▶ MATERIAL FOR THIS EXERCISE:
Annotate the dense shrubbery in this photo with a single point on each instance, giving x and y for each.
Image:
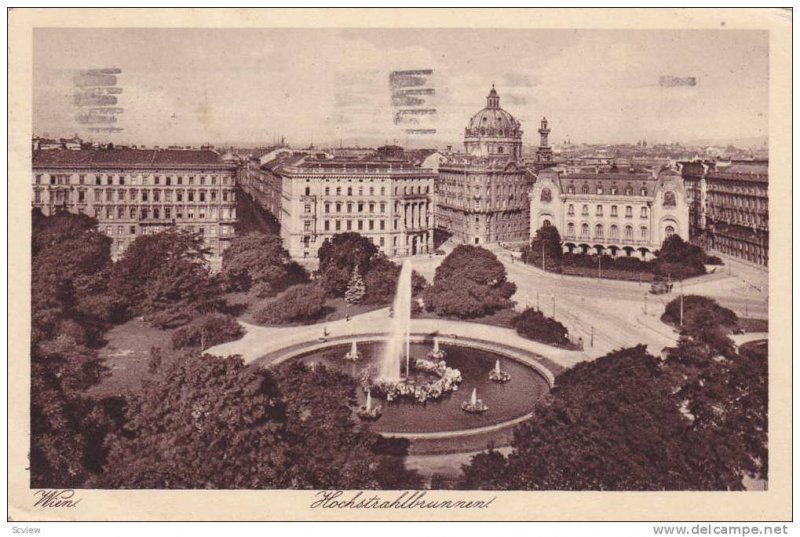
(207, 331)
(346, 252)
(699, 314)
(544, 248)
(260, 262)
(225, 425)
(533, 324)
(70, 309)
(165, 278)
(470, 282)
(338, 257)
(301, 303)
(199, 421)
(628, 421)
(693, 420)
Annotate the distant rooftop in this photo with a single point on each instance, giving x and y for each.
(132, 158)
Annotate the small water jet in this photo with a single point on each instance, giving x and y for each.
(436, 353)
(474, 405)
(353, 355)
(368, 412)
(498, 375)
(399, 342)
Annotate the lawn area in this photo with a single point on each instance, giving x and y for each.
(501, 318)
(127, 353)
(608, 274)
(754, 325)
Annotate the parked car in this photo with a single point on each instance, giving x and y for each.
(660, 288)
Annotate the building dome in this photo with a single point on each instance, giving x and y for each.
(493, 120)
(493, 132)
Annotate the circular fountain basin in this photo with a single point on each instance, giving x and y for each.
(508, 402)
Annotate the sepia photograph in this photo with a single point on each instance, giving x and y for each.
(446, 262)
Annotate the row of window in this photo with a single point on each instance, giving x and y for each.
(599, 233)
(600, 190)
(99, 180)
(340, 191)
(167, 213)
(112, 231)
(156, 195)
(599, 211)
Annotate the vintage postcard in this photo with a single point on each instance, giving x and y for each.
(400, 264)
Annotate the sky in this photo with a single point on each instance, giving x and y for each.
(331, 87)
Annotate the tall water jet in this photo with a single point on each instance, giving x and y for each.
(398, 345)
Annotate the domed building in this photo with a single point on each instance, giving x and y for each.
(482, 194)
(493, 132)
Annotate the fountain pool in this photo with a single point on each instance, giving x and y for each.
(506, 401)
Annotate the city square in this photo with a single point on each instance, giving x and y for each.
(440, 288)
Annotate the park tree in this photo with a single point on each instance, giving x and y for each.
(545, 248)
(298, 304)
(612, 424)
(207, 331)
(695, 419)
(69, 311)
(355, 288)
(678, 259)
(164, 277)
(339, 255)
(701, 314)
(381, 280)
(205, 422)
(533, 324)
(208, 422)
(470, 282)
(259, 259)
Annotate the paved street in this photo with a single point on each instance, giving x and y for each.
(605, 314)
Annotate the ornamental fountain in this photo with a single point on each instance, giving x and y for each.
(368, 412)
(474, 405)
(399, 344)
(432, 378)
(498, 375)
(436, 353)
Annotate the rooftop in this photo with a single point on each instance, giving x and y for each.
(129, 158)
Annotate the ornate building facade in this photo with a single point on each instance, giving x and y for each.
(616, 213)
(132, 192)
(481, 195)
(737, 210)
(390, 201)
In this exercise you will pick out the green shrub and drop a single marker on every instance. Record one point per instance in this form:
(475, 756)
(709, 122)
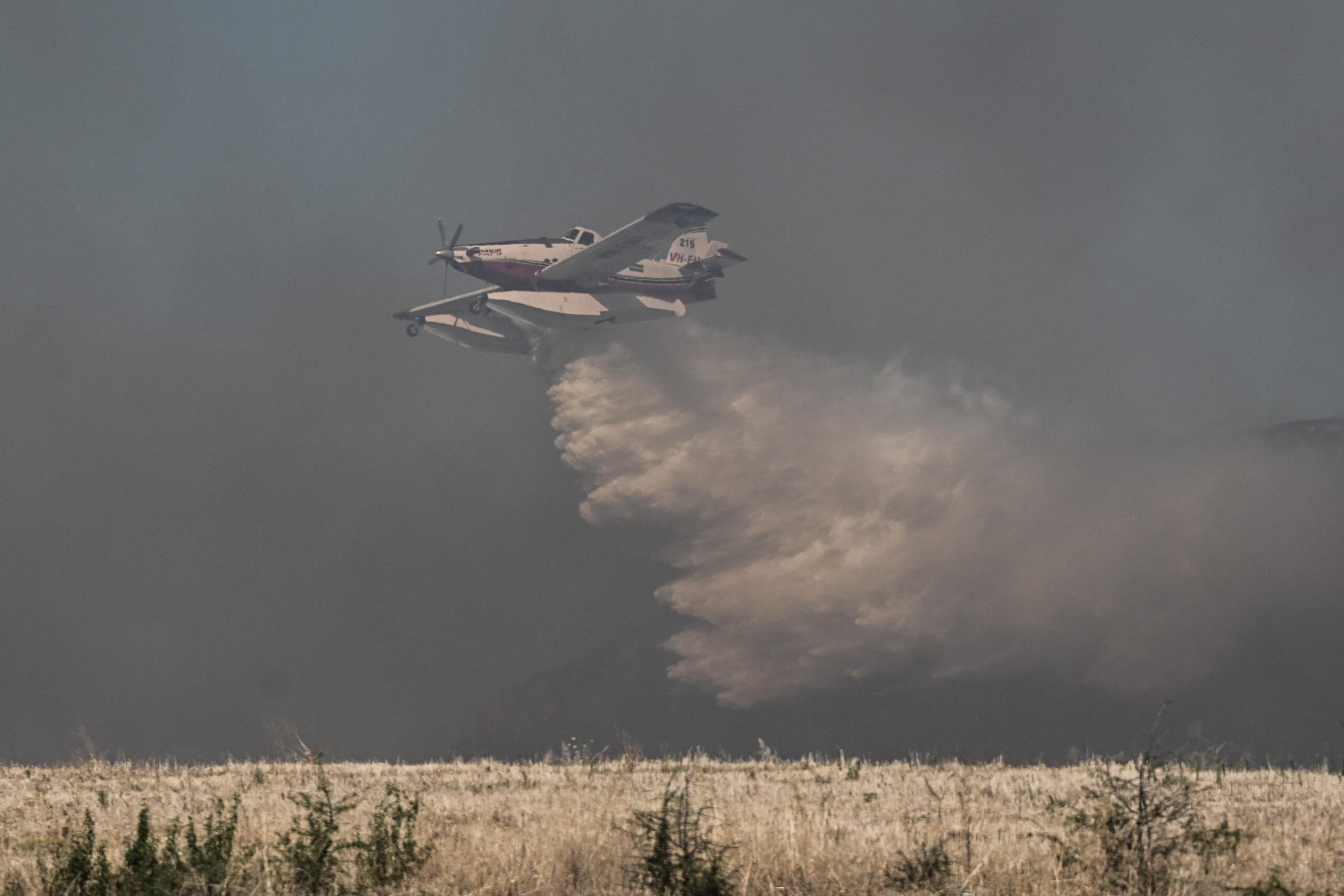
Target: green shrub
(928, 868)
(390, 855)
(1143, 817)
(78, 866)
(311, 849)
(676, 852)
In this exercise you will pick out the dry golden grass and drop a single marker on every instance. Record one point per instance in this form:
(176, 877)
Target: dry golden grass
(799, 827)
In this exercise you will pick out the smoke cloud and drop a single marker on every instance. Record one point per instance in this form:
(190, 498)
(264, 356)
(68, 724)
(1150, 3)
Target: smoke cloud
(832, 520)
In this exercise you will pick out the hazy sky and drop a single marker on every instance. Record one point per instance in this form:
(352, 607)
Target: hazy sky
(236, 498)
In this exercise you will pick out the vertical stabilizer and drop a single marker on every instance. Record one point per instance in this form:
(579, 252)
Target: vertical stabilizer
(689, 248)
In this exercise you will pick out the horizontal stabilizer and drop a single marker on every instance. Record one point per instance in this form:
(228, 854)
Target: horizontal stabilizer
(444, 305)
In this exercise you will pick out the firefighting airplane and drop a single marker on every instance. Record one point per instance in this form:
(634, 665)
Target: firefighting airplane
(575, 281)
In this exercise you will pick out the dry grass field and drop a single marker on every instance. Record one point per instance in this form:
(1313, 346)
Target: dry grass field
(799, 827)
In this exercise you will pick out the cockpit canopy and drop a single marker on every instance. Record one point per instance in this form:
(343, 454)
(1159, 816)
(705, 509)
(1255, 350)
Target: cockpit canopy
(582, 237)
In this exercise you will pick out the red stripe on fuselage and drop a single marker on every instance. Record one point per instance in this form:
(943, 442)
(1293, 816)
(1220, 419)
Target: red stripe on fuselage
(514, 275)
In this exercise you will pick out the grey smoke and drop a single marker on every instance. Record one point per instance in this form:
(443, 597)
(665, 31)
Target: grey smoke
(835, 520)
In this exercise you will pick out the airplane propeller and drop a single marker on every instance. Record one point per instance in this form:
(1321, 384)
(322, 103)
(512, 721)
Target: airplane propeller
(445, 254)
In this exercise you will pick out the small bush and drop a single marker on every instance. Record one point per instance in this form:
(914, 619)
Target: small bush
(78, 866)
(1143, 817)
(928, 868)
(1272, 887)
(676, 853)
(210, 856)
(392, 853)
(311, 849)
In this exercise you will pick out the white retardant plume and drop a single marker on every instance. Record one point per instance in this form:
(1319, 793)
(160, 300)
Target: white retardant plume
(834, 522)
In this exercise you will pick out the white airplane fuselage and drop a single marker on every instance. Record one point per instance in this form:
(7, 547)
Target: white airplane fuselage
(575, 281)
(515, 267)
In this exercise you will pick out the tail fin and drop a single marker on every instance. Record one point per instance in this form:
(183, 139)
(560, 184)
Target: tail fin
(689, 248)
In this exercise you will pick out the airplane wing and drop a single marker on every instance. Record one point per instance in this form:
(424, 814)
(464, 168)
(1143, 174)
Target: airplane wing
(648, 237)
(455, 305)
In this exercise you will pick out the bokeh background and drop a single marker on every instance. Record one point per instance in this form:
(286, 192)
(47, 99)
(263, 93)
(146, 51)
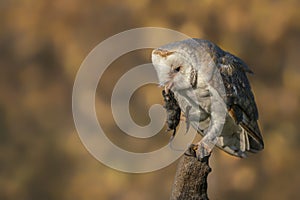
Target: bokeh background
(42, 44)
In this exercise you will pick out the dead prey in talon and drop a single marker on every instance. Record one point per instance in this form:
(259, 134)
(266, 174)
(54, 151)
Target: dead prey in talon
(212, 90)
(173, 111)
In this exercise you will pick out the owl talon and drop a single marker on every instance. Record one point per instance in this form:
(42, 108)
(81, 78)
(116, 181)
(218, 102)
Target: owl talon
(203, 151)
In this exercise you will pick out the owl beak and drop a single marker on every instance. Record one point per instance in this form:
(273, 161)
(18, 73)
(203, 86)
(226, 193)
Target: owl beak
(168, 86)
(162, 53)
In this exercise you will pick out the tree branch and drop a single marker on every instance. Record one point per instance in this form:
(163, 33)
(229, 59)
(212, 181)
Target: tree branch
(191, 179)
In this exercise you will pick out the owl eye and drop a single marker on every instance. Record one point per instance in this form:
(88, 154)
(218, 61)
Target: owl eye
(177, 69)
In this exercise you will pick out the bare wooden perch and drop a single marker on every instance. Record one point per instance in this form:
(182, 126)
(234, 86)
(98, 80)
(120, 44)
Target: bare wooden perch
(191, 178)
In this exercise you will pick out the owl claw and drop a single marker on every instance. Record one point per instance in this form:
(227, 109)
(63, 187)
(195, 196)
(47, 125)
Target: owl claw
(200, 152)
(203, 151)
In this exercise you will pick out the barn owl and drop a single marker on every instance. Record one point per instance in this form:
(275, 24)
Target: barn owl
(213, 92)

▶ WHAT TO WORK ON: Write the listing above out again exactly, but not the images it holds.

▶ RESPONSE AREA:
Annotate the dense shrubbery in this photo with a single point on each instance, giving x and y for each.
Image:
(207, 331)
(346, 252)
(699, 314)
(544, 248)
(260, 262)
(225, 425)
(533, 324)
(70, 309)
(165, 278)
(470, 282)
(338, 257)
(301, 303)
(199, 421)
(628, 421)
(693, 420)
Annotate the distant rooftop in this photo with a single point on each instance, giving x and y for each.
(132, 158)
Annotate the small water jet in this photo with a single point on each instance, giving x and y for each.
(436, 353)
(474, 405)
(353, 355)
(368, 412)
(498, 375)
(399, 342)
Annotate the lawn area in this photo with a single point on each instance, giving x and y for each.
(501, 318)
(127, 353)
(608, 274)
(754, 325)
Annotate the parked car in this photo with a single point on each instance, giving x and y for each.
(660, 288)
Annotate the building dome in this photo with a single point on each instance, giving x and y for each.
(493, 120)
(493, 132)
Annotate the circular fountain basin in this photo with a single point on each instance, giving x and y for each.
(508, 402)
Annotate the sepia photograph in this photo with a single point on each instance, giving x and y for each.
(446, 262)
Annotate the row of window in this photo with a single point on each instance, giving x and y for each.
(599, 233)
(600, 190)
(99, 180)
(340, 191)
(167, 213)
(112, 231)
(156, 195)
(599, 211)
Annotate the vintage postcard in this photo with a single point on each instance, giving x and y for each.
(400, 264)
Annotate the sky in this photo with a single point on each instance, giving x and y for each.
(331, 87)
Annotate the tall water jet in this photo with a single point on each instance, giving x and y for each.
(398, 345)
Annotate the domed building in this photo with a single point on each instance, giving x and y for each.
(482, 194)
(493, 132)
Annotate the fountain pool in this photo with a single point on each instance, giving x and y for each.
(506, 401)
Annotate the city square in this photo with a single point on each instance, giving x and y for each.
(440, 288)
Annotate the park tree in this photo with a single point on each instance, giving x and y for each.
(545, 248)
(298, 304)
(612, 424)
(207, 331)
(695, 419)
(69, 311)
(355, 288)
(678, 259)
(164, 277)
(339, 255)
(701, 314)
(381, 280)
(205, 422)
(533, 324)
(208, 422)
(470, 282)
(259, 259)
Annotate the paved street in this photo with a single point on each instance, giving x and y for each.
(605, 314)
Annotate the ornamental fountain in this photo with a single point on each instance, giving x and y for each.
(368, 412)
(474, 405)
(399, 344)
(432, 378)
(498, 375)
(436, 353)
Annotate the rooftop in this photo with a single point on each instance, giving x and y for each.
(129, 158)
Annotate the ornate building facade in this photo with a single point on each instance, giving x and y for each.
(616, 213)
(132, 192)
(481, 195)
(737, 210)
(390, 201)
In this exercise you will pick out the green shrub and drop a single marker on every instance. Record one point per instance in this form:
(475, 756)
(709, 122)
Target: green shrub
(928, 868)
(390, 855)
(1143, 817)
(78, 866)
(311, 849)
(676, 852)
In this exercise you will pick out the dry golden grass and drop a single marker on every instance. Record one point per instance in this form:
(176, 877)
Target: dry golden grass
(799, 827)
In this exercise you will pick out the smoke cloud and drop a single marker on every instance. Record one point per instance in this form:
(190, 498)
(264, 356)
(68, 724)
(1150, 3)
Target: smoke cloud
(832, 520)
In this exercise you will pick out the hazy sky and drop a single marker on every instance. Record one point per instance in this form:
(352, 607)
Target: hazy sky
(236, 498)
In this exercise you will pick out the vertical stabilizer and drop a single marker on every instance. Record one point per instance in this form:
(579, 252)
Target: vertical stabilizer
(689, 248)
In this exercise you will pick out the horizontal stabilizer and drop a single marker on every instance. Record one point per instance in this form:
(228, 854)
Target: horizontal stabilizer
(444, 305)
In this exercise you will pick out the firefighting airplane and drop a single marker on every instance. Record one point per instance in this form:
(634, 665)
Target: firefighting airplane
(575, 281)
In this exercise you will pick out the dry grass field and drop a single marker on every instance. Record one point per instance in this form:
(1313, 346)
Target: dry grass field
(799, 827)
In this exercise you will pick out the cockpit canopy and drop a single marker on every instance. Record one point per instance in this form:
(343, 454)
(1159, 816)
(705, 509)
(1255, 350)
Target: cockpit canopy
(582, 237)
In this exercise you will pick out the red stripe on fuselage and drop a single marker on every instance. Record one point per instance in this form:
(943, 442)
(1293, 816)
(1220, 419)
Target: red stripe on fuselage
(514, 275)
In this exercise you will pick out the grey smoke and drop a single marker on every instance. Record one point per instance in this form:
(443, 597)
(665, 31)
Target: grey smoke
(835, 520)
In this exercise you will pick out the airplane propeller and drop a single marker on every instance. Record one point per instance in this form:
(1321, 384)
(322, 103)
(512, 721)
Target: airplane propeller
(445, 254)
In this exercise you will pick out the small bush and drop a single marker on every instance. Record one point per instance in this form:
(914, 619)
Target: small bush
(78, 866)
(1143, 817)
(928, 868)
(1272, 887)
(676, 853)
(210, 856)
(392, 853)
(311, 849)
In this exercise you will pick out the white retardant plume and drop a single marker on every instance. Record one point per instance in this form:
(1319, 793)
(160, 300)
Target: white retardant plume
(834, 522)
In this exercise you will pick out the white airplane fuselage and drop a single marker on every instance. Record one point per instance in this form:
(7, 547)
Target: white airplane fuselage
(575, 281)
(515, 267)
In this exercise you will pick out the tail fin and drop a single marker on every instance. Record one point per instance in this form:
(183, 139)
(560, 184)
Target: tail fin
(689, 248)
In this exercise you will pick out the airplane wing and drop a single marker on every instance. Record one point per instance in this form:
(424, 814)
(464, 168)
(1143, 174)
Target: airplane wing
(648, 237)
(455, 305)
In this exercise you will pick out the bokeh background and drop a single marker on every instance. Record one point per instance in this form:
(286, 192)
(47, 99)
(263, 93)
(146, 51)
Target: bokeh background
(42, 44)
In this exercise you will pick out the dead prey in talon and drop a single marker on every instance. Record one point per instance in this form:
(259, 134)
(266, 174)
(54, 151)
Target: dead prey in talon
(212, 90)
(173, 111)
In this exercise you will pick out the owl talon and drop a single marker on every instance. Record one point per instance in this form:
(42, 108)
(81, 78)
(116, 181)
(218, 102)
Target: owl talon
(203, 151)
In this exercise you will pick out the owl beak and drop a single marker on every instance. Record one point per instance in this form:
(273, 161)
(18, 73)
(203, 86)
(226, 193)
Target: owl beak
(168, 86)
(162, 53)
In this exercise you will pick out the tree branch and drop a single marker on every instance. Record one point per instance in this form:
(163, 33)
(229, 59)
(212, 181)
Target: tree branch
(191, 179)
In this exercise you will pick out the owl eye and drop a single marker on every instance. Record one point per instance in this form:
(88, 154)
(218, 61)
Target: owl eye
(177, 69)
In this exercise you will pick out the bare wooden perch and drop a single marker on every instance. Record one point per instance in this form:
(182, 126)
(234, 86)
(98, 80)
(120, 44)
Target: bare wooden perch
(191, 178)
In this exercise you will pick out the owl claw and drop a single marker on every instance. Record one point per instance in this form:
(227, 109)
(63, 187)
(195, 196)
(47, 125)
Target: owl claw
(200, 152)
(203, 151)
In this exercise you will pick out the barn owl and drop a single marker on every instance. Record one point per instance in this form:
(275, 24)
Target: barn owl
(213, 92)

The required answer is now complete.